I studied the menace of HIV/AIDS in Tanzania, Kenya and Uganda but shame shrouded every where in the world. It has been my personal experience that about ten years ago I was discouraged and tried to be dispirited by a number of religious and social organizations in Punjab (India), asking me not to talk about this evil in public. The community leaders at that time were under the wrong perception that talking about pre-marital, extra-marital sex and adultery in public was immoral and unethical.
What is the role of religious beliefs in understanding and sympathizing with those who have been infected with HIV or diagnosed with AIDS?
As a result of notional misunderstanding of philosophy, religions in the past denounced those who fell ill with the virus that causes AIDS. Such religious forerunners advocated that fate of the victims was divine punishment for their immoral behaviour. They believed that those who die of AIDS, will go direct to hell. Surely, the followers at that time fell short to understand the inner depth of the religious concepts. They forgot to conceptualize that service to sick, needy and vulnerable people was in fact the leading service to the humanity and Almighty Lord. Inattentiveness of social and religious overlords provided little or no support or co-operation to people struggling against the disease due to the nature of its main modes of transmission, including sex chaos and intravenous drug use. Instead of helping the needy people, even the political leaders used human beings either as a commodity or an object of political manipulation or an element of the production and consumption machine only.
The piece goes onto discuss how Sikh leaders have responded to the growing epidemic in Punjab.
Religion provides us with important moral and ethical guidelines and supports us in addressing the day to-day problems mounting in the society. Keeping in view the universal challenges thrown out by HIV/AIDS, the Jathedar of Sri Akal Takht Sahib (temporal and spiritual throne of the Sikhs) issued an appeal to the global people during the year 2006 to help curb the menace of AIDS in the world. The Jathedar also led the huge rally from Amritsar to Khadur Sahib (India) in which thousands of youth participated. Such constructive campaigns are needed to be organized by other religious and spiritual leaders to stem the transmission of HIV.

════════════════════

Activity list:
**1)** From the text on HIV/AIDS and religion, return the words between "The piece goes" and "transmission of HIV.", inclusive, copied word for word.
**2)** Using the text on HIV/AIDS and religion, answer these:
(a) In which three countries did the writer study HIV/AIDS?
(b) In what year did the Jathedar of Sri Akal Takht Sahib send out an appeal to people around the world?
(c) Where did the rally led by the Jathedar start and end?
The listing after this text isn't needed for any of this.

Provided material:

════════════════════

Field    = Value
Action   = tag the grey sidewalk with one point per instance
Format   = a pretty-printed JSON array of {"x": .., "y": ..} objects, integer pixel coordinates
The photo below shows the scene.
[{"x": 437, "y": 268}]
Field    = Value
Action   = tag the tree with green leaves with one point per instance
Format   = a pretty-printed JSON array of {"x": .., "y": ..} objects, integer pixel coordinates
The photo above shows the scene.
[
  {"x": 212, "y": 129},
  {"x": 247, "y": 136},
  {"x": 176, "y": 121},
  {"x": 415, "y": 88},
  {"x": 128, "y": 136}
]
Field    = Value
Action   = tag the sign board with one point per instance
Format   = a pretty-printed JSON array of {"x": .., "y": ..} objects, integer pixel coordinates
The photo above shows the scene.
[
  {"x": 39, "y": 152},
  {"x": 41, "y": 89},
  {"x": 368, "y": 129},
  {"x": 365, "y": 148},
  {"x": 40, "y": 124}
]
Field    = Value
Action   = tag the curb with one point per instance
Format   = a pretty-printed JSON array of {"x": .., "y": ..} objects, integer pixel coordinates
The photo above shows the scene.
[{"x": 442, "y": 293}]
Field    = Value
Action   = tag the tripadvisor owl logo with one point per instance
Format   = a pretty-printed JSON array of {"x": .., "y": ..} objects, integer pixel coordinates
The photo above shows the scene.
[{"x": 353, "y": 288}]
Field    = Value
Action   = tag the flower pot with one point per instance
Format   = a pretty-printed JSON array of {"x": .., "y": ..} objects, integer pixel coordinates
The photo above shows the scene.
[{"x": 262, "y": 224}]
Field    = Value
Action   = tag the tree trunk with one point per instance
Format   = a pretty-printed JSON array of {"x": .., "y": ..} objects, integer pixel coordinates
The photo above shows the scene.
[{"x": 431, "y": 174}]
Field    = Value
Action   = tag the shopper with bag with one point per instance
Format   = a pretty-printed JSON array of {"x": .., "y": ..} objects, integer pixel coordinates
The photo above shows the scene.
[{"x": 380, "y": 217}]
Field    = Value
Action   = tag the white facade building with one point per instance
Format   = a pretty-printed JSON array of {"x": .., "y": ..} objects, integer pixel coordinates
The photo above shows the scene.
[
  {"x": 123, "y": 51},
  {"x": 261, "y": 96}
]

════════════════════

Answers provided:
**1)**
The piece goes onto discuss how Sikh leaders have responded to the growing epidemic in Punjab.
Religion provides us with important moral and ethical guidelines and supports us in addressing the day to-day problems mounting in the society. Keeping in view the universal challenges thrown out by HIV/AIDS, the Jathedar of Sri Akal Takht Sahib (temporal and spiritual throne of the Sikhs) issued an appeal to the global people during the year 2006 to help curb the menace of AIDS in the world. The Jathedar also led the huge rally from Amritsar to Khadur Sahib (India) in which thousands of youth participated. Such constructive campaigns are needed to be organized by other religious and spiritual leaders to stem the transmission of HIV.

**2)**
(a) Tanzania, Kenya and Uganda
(b) 2006
(c) It went from Amritsar to Khadur Sahib.